TASK ITEM –
Set down all of the entries below word for word, with the pictures left out.

THE DATA –
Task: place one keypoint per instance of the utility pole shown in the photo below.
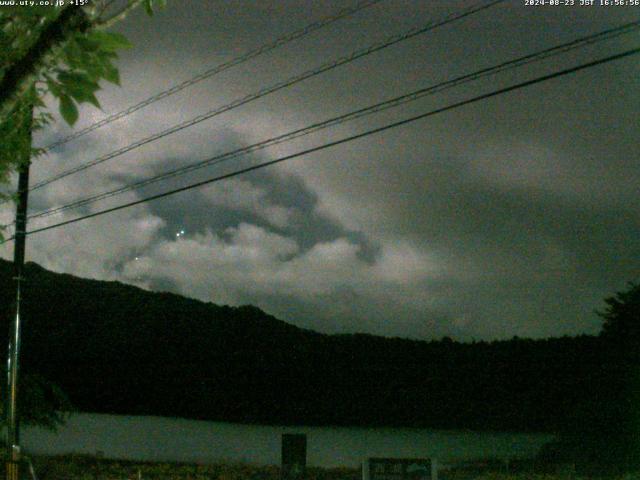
(13, 352)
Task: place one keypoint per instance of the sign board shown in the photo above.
(399, 469)
(294, 456)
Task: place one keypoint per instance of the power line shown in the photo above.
(389, 126)
(312, 27)
(276, 87)
(403, 99)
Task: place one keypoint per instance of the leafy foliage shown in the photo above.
(622, 316)
(70, 71)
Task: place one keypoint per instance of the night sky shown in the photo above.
(512, 216)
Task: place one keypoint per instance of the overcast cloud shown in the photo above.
(513, 216)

RESPONSE AREA –
Task: place one keypoint per instance of the utility pole shown in the photo below.
(13, 352)
Task: place one keypoint per instance of the sign board shown in the photo above.
(399, 469)
(294, 456)
Task: place one keypoint per instance of the power line shown in the photo above.
(389, 126)
(312, 27)
(276, 87)
(403, 99)
Task: place one keypoint per instance of the leafy foliage shown in the photo above.
(622, 316)
(70, 71)
Task: place one keypoint per instance of the night sky shown in the photo above.
(512, 216)
Task: place one keypoint per instance of the overcast cloud shown in the photo above.
(513, 216)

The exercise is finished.